> **Text section**
□ □ □ □ □

# Need a new knot



## EDMboarder (Mar 18, 2005)

I've grown tired of using the improved clinch knot (it has failed me to many times).

So in ur opinion what is the stongest knot to tie on ur terminal tackle?


----------



## CrawFish (Sep 23, 2003)

I awsnered your question on the other board and I' do here also, just cuz I it's a Friday afternoon, and work is slow. 

Nail knot!!!


----------



## flathead (Dec 18, 2003)

I have used an improved clinch since the 60s and have never had it fail,but the best,simplist,and strongest knot out there is the Palomar Knot.Berkley ran a televised knot testing procedure back in the early 80s with Hank Parker and of the knots tested,the Palomar was the only knot to test out at 100 %.


----------



## TreednNC (Jul 1, 2005)

i 2nd 3rd 4th and 5th what Flathead said


----------



## Caught Myself (Sep 14, 2004)

Thanks, flathead. I didn't know that.


----------



## EDMboarder (Mar 18, 2005)

Thanx guys i like the palomar a lot, i use that to tie on my stingsilvers. But I just found a knot that i like and wanted to know if anybody uses it or knows anything about it, http://www.fishing.sh/htmfiles/knots/catspaw.html .I've tried a couple of times and seems to be extremely strong (the line breaks before it does), so if u got any comments on that knot let me know.


----------



## the rhondel (Feb 6, 2003)

□ □ □ □ □

> **Recorded information**
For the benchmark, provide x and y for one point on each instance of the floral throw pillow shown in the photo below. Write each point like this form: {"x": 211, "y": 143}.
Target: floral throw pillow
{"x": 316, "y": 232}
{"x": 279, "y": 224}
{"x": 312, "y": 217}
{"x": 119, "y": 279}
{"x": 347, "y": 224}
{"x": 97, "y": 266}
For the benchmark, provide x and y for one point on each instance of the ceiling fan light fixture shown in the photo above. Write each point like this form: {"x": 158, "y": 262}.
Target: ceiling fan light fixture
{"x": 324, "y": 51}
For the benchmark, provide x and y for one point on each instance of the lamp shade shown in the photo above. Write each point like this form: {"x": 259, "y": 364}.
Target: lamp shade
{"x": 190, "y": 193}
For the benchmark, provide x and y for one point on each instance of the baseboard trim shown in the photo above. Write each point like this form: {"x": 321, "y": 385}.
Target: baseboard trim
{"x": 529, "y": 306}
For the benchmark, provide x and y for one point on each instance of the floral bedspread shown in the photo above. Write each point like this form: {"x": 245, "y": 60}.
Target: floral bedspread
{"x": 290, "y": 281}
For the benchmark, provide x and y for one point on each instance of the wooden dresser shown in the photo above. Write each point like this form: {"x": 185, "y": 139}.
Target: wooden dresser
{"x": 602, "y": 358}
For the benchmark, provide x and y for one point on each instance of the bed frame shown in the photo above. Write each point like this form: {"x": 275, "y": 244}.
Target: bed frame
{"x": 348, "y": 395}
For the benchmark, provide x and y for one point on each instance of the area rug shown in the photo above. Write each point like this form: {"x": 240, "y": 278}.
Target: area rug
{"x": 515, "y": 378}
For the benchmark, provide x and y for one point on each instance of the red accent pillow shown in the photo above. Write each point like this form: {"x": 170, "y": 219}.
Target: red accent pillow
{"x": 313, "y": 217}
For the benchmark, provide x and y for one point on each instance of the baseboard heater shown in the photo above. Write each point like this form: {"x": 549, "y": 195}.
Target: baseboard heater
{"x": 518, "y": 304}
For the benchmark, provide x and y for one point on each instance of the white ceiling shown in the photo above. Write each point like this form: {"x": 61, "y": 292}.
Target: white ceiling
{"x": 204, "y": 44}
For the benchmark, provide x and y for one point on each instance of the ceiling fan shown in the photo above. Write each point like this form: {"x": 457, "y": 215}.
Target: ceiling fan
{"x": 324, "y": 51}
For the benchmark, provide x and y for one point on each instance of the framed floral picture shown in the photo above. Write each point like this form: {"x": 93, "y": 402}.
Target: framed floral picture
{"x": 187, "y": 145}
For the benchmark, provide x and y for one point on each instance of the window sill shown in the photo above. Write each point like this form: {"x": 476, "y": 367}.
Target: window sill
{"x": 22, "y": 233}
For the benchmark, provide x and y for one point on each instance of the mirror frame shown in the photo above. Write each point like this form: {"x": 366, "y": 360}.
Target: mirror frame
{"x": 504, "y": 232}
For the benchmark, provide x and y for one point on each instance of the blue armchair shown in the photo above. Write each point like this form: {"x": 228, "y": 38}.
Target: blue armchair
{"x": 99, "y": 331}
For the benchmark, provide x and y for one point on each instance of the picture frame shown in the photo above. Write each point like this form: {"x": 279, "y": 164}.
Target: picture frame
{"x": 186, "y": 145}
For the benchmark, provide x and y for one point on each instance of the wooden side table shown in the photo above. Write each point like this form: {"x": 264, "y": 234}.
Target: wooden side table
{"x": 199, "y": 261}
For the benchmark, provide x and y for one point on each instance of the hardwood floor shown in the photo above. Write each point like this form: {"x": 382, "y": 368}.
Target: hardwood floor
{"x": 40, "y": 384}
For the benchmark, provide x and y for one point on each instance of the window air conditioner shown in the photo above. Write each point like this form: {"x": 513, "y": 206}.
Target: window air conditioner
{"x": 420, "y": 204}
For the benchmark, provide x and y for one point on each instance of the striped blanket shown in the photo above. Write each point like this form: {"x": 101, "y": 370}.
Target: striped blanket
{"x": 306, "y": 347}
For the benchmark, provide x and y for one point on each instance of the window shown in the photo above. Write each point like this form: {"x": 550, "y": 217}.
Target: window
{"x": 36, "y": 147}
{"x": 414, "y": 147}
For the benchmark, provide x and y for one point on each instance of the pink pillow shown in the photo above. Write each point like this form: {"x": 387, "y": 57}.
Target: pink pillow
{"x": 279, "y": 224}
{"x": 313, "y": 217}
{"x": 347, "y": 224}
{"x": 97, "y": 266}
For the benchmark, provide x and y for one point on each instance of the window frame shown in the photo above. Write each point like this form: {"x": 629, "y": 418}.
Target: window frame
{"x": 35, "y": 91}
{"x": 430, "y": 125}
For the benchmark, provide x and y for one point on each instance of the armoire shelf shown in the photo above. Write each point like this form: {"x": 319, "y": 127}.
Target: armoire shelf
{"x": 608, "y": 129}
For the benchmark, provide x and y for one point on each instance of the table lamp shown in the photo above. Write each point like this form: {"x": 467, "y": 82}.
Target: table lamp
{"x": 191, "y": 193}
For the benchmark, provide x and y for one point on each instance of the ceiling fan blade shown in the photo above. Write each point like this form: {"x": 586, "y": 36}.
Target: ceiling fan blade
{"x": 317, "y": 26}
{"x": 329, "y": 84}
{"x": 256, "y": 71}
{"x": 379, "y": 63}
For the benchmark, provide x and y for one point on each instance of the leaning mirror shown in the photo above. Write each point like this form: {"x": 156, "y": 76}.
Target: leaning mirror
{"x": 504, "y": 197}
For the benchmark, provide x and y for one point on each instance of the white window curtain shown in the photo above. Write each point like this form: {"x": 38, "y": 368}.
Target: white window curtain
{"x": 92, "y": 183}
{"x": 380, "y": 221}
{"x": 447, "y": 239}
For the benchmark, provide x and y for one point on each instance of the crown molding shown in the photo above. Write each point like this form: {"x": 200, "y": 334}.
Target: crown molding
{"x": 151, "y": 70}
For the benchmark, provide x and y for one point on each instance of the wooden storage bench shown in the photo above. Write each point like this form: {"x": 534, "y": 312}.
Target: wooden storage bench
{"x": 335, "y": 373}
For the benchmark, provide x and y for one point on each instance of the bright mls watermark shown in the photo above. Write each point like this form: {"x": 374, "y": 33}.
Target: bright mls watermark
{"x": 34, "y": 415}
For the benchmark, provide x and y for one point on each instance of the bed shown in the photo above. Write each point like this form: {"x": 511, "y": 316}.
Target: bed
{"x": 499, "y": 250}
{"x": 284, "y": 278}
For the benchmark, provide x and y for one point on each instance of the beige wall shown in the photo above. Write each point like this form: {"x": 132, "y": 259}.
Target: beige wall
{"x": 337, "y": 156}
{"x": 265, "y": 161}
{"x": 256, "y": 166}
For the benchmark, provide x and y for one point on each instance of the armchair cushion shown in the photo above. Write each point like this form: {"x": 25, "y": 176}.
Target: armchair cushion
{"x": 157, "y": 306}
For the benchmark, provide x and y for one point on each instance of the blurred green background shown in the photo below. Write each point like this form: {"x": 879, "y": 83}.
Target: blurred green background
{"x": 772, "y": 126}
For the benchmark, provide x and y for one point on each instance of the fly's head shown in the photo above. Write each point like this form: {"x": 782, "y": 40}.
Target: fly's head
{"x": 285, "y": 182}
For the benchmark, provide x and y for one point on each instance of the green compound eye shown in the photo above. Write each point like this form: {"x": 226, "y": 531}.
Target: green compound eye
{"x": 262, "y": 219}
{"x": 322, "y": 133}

□ □ □ □ □

> **Tasks to complete**
1. List every line of the rows that contains the string "sill".
2. Write the next part of the forum thread about fishing knots, starting right after its final line.

> **Per-task outputs**
1.
For the benchmark, provide x and y for one point on each instance of the window sill shown in the photo above. Write each point like this form: {"x": 476, "y": 367}.
Target: window sill

2.
Has it been given the DD snag test? ....the R


----------



## EDMboarder (Mar 18, 2005)

the rhondel said:


> Has it been given the DD snag test? ....the R


Yea thats kinda what i want to know.


----------



## Fishman (Apr 23, 2000)

A uni knot


----------



## rattler (Jul 3, 2004)

blended uni...a step up...but its a big knot...


----------



## sleepyhead (Apr 30, 2004)

I like the uni knot


----------



## Drumdum (Jan 6, 2003)

Fishman said:


> A uni knot





> =Sleepyhead: I like the uni knot


 So do I fellas.. Palamar is a great knot,but so many times you are at a disadvantage tieing it. Try tieing your shocker to a swivel with 12" of leader with a sharp arse hook attached.. I can tie a uni quicker in most aplications...

I don't know about the "Hank Parker" test  but in my test it's just about 50-50 when testing it against uni or nail..


----------



## sand flea (Oct 24, 1999)

Another vote for the uni.

I've gotten to the point where I only use three knots: Albrights to join shockers and running line; Palomars for braid; and unis to tie to terminal tackle.


----------



## uncdub13 (Aug 9, 2003)

i use the uni for about everything including braid. havent had one slip on me yet. helps to make a couple extra wraps with the braid just in case though.


----------



## Rockstar (Jun 23, 2004)

i'm not a fan of the palomar knot... easiest to tie, it's also the easiest to mess up. if the a loop crosses over another they cinch down on each other with pressure and cuts the line. i had it happen more than enough times last year on a hard hitting fish or a snag. i like the uni.


----------



## flathead (Dec 18, 2003)

Any knot tied incorrectly is gonna either slip or break.


----------



## chris storrs (Aug 25, 2005)

1 more vote for the uni.....easy to tie and strong


----------



## NTKG (Aug 16, 2003)

hm


----------



## Fishman (Apr 23, 2000)

A uni knot is a 100% knot. Meanig it wont cut itself.


----------



## sleepyhead (Apr 30, 2004)

Well you are correct Flathead. But my .02 the uni is the knot to tie 95% of the time... I need to learn the I think the rapala knot that makes the loop for stinglivers..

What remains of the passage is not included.